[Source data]
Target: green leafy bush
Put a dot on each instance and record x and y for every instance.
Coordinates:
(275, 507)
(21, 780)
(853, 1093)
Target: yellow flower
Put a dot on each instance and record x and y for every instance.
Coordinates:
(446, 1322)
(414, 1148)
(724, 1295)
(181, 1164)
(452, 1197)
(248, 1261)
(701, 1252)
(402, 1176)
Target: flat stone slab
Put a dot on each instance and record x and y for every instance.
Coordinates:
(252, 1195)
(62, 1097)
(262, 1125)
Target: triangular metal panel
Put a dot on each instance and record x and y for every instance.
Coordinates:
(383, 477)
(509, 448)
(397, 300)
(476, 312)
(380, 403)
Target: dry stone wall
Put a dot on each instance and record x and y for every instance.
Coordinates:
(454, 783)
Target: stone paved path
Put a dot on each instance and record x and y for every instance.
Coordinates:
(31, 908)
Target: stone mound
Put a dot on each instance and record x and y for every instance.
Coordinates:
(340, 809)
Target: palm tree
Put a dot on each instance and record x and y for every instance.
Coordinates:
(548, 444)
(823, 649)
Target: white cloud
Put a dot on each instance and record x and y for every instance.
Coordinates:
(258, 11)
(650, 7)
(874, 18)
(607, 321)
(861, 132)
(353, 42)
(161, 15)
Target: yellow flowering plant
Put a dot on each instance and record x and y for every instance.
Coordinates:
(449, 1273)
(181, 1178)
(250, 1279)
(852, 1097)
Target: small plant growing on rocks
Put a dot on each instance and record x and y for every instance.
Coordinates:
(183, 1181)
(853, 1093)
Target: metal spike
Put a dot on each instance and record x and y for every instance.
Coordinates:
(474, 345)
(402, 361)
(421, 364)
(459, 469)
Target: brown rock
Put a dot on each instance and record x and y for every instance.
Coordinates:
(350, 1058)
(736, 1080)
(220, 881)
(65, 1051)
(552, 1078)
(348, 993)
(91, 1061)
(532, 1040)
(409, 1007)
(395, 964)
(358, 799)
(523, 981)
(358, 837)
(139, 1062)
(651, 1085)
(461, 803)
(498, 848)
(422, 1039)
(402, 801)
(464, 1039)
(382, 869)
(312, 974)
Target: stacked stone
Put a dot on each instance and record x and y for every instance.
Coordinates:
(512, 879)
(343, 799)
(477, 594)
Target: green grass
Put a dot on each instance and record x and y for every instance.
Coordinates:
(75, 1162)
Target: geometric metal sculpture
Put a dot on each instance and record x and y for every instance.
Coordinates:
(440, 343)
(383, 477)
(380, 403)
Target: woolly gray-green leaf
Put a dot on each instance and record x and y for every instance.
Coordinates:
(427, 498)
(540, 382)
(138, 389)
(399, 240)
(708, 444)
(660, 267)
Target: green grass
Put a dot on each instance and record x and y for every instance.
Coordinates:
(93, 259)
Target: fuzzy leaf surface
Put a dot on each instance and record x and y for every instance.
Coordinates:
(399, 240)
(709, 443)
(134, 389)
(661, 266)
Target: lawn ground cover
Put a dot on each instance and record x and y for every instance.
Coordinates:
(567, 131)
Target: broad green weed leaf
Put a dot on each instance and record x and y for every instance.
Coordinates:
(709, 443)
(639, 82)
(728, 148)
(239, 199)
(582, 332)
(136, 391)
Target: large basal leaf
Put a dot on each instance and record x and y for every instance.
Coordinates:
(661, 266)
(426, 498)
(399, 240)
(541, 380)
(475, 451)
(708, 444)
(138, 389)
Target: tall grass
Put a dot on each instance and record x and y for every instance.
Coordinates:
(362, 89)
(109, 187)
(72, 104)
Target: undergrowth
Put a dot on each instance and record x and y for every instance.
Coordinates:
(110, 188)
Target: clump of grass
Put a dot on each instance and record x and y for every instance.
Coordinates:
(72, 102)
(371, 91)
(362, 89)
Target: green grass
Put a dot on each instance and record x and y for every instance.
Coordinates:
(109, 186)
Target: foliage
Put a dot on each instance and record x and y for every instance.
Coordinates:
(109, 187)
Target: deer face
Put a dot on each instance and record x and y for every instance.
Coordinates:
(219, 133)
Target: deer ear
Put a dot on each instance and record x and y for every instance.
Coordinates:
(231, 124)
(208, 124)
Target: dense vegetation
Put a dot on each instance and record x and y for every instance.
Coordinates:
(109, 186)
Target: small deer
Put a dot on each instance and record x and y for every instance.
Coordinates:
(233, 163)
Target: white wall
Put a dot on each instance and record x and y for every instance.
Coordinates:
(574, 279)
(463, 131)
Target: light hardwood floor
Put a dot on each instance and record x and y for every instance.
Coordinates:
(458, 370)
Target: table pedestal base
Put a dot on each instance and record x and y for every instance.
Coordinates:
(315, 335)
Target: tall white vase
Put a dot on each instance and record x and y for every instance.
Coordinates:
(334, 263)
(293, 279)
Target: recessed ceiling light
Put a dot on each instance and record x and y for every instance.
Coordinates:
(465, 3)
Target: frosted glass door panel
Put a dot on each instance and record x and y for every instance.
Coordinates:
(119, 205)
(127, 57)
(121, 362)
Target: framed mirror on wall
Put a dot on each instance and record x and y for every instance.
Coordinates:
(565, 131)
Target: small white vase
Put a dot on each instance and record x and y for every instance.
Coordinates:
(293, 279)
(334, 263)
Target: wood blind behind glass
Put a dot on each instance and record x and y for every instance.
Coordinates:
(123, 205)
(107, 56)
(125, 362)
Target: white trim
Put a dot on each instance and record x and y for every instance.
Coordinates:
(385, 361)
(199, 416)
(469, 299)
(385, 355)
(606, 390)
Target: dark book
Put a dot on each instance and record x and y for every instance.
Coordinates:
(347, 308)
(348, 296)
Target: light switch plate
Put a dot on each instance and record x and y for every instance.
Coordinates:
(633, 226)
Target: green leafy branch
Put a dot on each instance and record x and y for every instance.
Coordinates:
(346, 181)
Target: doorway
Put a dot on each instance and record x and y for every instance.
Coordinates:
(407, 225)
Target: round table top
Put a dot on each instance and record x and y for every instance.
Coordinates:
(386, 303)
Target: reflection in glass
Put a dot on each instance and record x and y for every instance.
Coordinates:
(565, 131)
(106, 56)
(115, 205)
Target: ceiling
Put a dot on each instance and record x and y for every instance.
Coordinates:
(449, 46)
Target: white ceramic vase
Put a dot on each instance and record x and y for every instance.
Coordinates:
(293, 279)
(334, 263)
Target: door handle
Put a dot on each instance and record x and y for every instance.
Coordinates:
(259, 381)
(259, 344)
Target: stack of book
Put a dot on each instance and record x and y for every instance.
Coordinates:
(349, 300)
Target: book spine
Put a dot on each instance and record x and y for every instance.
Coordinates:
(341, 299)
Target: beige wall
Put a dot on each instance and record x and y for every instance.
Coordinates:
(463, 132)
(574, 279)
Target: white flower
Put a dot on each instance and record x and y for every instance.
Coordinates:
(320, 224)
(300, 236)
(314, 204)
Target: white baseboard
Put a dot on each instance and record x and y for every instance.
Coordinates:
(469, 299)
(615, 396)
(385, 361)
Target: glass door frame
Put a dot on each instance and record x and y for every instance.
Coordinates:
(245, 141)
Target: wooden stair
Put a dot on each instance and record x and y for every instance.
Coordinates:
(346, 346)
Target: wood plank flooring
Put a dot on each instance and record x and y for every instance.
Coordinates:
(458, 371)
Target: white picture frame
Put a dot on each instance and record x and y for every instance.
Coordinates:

Task: Reproduce all of the material above line for line, changing nothing.

Solution to the problem:
Target: green leafy bush
Put a dot on each instance and record x and y for every instance.
Coordinates:
(275, 507)
(21, 780)
(853, 1093)
Target: yellow flower
Put a dot on each instance and record x and y for every instance.
Coordinates:
(446, 1322)
(414, 1148)
(724, 1295)
(181, 1164)
(452, 1197)
(248, 1261)
(701, 1252)
(402, 1176)
Target: flat stone slab
Put a dot on each instance and record x and y for every instance.
Coordinates:
(252, 1195)
(62, 1097)
(262, 1125)
Target: triangular metal panel
Put a dot on each instance and record x and y for every instance.
Coordinates:
(383, 477)
(509, 448)
(397, 300)
(476, 312)
(380, 403)
Target: dry stone wall
Put a dot on each instance and record x and y for every instance.
Coordinates:
(454, 783)
Target: stone paved path
Put a dot on each instance and record x and y for every instance.
Coordinates:
(31, 908)
Target: stone mound
Put a dot on each instance and record x and y for every instance.
Coordinates:
(340, 809)
Target: palm tree
Put a dot on each instance and record x and y for every instance.
Coordinates:
(548, 444)
(823, 649)
Target: white cloud
Put a dot on each instance and record x and y for every instance.
Coordinates:
(258, 11)
(650, 7)
(874, 18)
(607, 321)
(861, 132)
(353, 42)
(161, 15)
Target: yellow flowering plant
Put a dot on each instance and record x and y for every instance.
Coordinates:
(449, 1273)
(181, 1178)
(250, 1279)
(852, 1097)
Target: small plant growing on rocks
Put a dot on each instance and record x and y for every instance.
Coordinates:
(183, 1181)
(853, 1093)
Target: metal spike
Put a dot on each instance and record x and y for every instance.
Coordinates:
(474, 345)
(402, 361)
(421, 364)
(459, 469)
Target: brown rock
Put a dot on each instance and record x and y for every instance.
Coordinates:
(350, 1058)
(736, 1080)
(220, 881)
(65, 1051)
(552, 1078)
(348, 993)
(91, 1061)
(532, 1040)
(409, 1007)
(395, 964)
(358, 799)
(523, 981)
(358, 837)
(139, 1062)
(651, 1085)
(461, 803)
(498, 848)
(422, 1039)
(402, 801)
(464, 1039)
(382, 869)
(312, 974)
Target: stacked stone
Put a dot on each instance and record x and y for every instance.
Coordinates:
(512, 879)
(343, 799)
(477, 594)
Target: green grass
Put a dot on each instance and record x and y for every instance.
Coordinates:
(75, 1162)
Target: geometric metal sculpture
Put a dot on each instance and record x and y for every instance.
Coordinates:
(440, 343)
(383, 477)
(380, 403)
Target: woolly gray-green leaf
Put a dot on each instance and record x and y for every instance.
Coordinates:
(427, 498)
(540, 382)
(138, 389)
(399, 240)
(708, 444)
(660, 267)
Target: green grass
Put a dot on each instance and record x and y for every instance.
Coordinates:
(93, 259)
Target: fuzzy leaf surface
Put a dot on each instance and record x and y for every instance.
Coordinates:
(399, 240)
(709, 443)
(134, 389)
(661, 266)
Target: lawn ground cover
Put a dot on each instance and record x and y for every instance.
Coordinates:
(567, 131)
Target: broad green weed leaf
Put a dot on each instance and record x and y for every instance.
Coordinates:
(709, 443)
(639, 82)
(728, 148)
(239, 199)
(582, 332)
(136, 391)
Target: large basal leaf
Put a dot on each instance and record x and y for every instance.
Coordinates:
(661, 266)
(426, 498)
(399, 240)
(541, 380)
(475, 451)
(708, 444)
(138, 389)
Target: tall grass
Put a dot on each instance and record x and y for every instance.
Coordinates:
(362, 89)
(109, 187)
(72, 104)
Target: undergrowth
Put a dot on each instance and record x and y for every instance.
Coordinates:
(110, 188)
Target: clump of grass
Put a dot on each instance and record x and y for every instance.
Coordinates:
(72, 102)
(371, 91)
(362, 89)
Target: green grass
Put a dot on each instance and record x and y for every instance.
Coordinates:
(109, 186)
Target: foliage
Put a dot on each instance and record x and y for every instance.
Coordinates:
(109, 187)
Target: deer face
Put a dot on each instance and record x and y for every instance.
Coordinates:
(219, 133)
Target: deer ear
Put a dot on each instance and record x and y for every instance.
Coordinates:
(231, 124)
(208, 124)
Target: dense vegetation
Put a dot on each instance and record x and y for every instance.
Coordinates:
(109, 186)
Target: small deer
Put a dot on each instance and record x and y for every instance.
Coordinates:
(233, 163)
Target: white wall
Put a dot on each instance and record x and y for every instance.
Coordinates:
(574, 279)
(463, 131)
Target: light hardwood floor
Put a dot on each instance and record x and y for every instance.
Coordinates:
(458, 370)
Target: table pedestal base
Put a dot on each instance and record x and y for every instance.
Coordinates:
(315, 335)
Target: tall white vase
Put a dot on each instance and record x and y for every instance.
Coordinates:
(334, 263)
(293, 279)
Target: recessed ceiling light
Put a dot on each instance and record x and y for every instance.
Coordinates:
(465, 3)
Target: frosted glass door panel
Put a dot on each instance and record x and y for every instance.
Coordinates:
(119, 205)
(127, 57)
(121, 362)
Target: framed mirror on wall
Put a dot on each instance and record x and y for every instance.
Coordinates:
(565, 131)
Target: small white vase
Put a dot on each instance and record x and y for every instance.
Coordinates:
(293, 279)
(334, 263)
Target: wood blind behind glass
Put a dot on each instance and record x and y for every instance.
Coordinates:
(123, 205)
(107, 56)
(125, 362)
Target: white trim
Put a dot on each instance and record x and y for every instance.
Coordinates:
(385, 361)
(199, 416)
(469, 299)
(385, 355)
(606, 390)
Target: dark book
Put a dot on each instance and record x and y for every instance.
Coordinates:
(347, 308)
(348, 296)
Target: light switch plate
Put a dot on each instance and record x and y for every instance.
Coordinates:
(633, 226)
Target: green leafy branch
Put a dot on each instance and record x and y for every instance.
Coordinates:
(346, 181)
Target: doorway
Put a dot on each instance and record x and y for every instance.
Coordinates:
(407, 225)
Target: round table top
Put a dot on each instance and record x and y for every instance.
Coordinates:
(386, 303)
Target: reflection in glass
Put a dot on each instance and record x and y for every instance.
Coordinates:
(565, 131)
(106, 56)
(115, 205)
Target: ceiling
Put a dot on each instance and record x and y for every instance.
Coordinates:
(449, 46)
Target: white ceramic vase
Put a dot on each instance and record x and y for every instance.
Coordinates:
(293, 279)
(334, 263)
Target: door handle
Put a dot on each instance and record x and y for every instance.
Coordinates:
(259, 381)
(259, 344)
Target: stack of book
Put a dot on each instance and record x and y for every instance.
Coordinates:
(349, 300)
Target: book spine
Put a dot on each instance and record x and y for every instance.
Coordinates:
(341, 299)
Target: beige wall
Put a dot on each instance and record x and y for every instance.
Coordinates:
(463, 132)
(574, 279)
Target: white flower
Put a dot on each instance and record x and y for every instance.
Coordinates:
(320, 224)
(300, 236)
(314, 204)
Target: white baseboard
Put a dot on each instance and record x and y for every instance.
Coordinates:
(469, 299)
(615, 396)
(385, 361)
Target: glass door frame
Put a dot on each instance and record x and y for every instance.
Coordinates:
(245, 141)
Target: wooden stair
Put a dot on each instance and record x and y for every instance.
Coordinates:
(346, 346)
Target: wood plank flooring
Put a dot on each instance and record x and y for every instance.
Coordinates:
(458, 371)
Target: white picture frame
Put a dot on each instance and record x and y for every instance.
Coordinates:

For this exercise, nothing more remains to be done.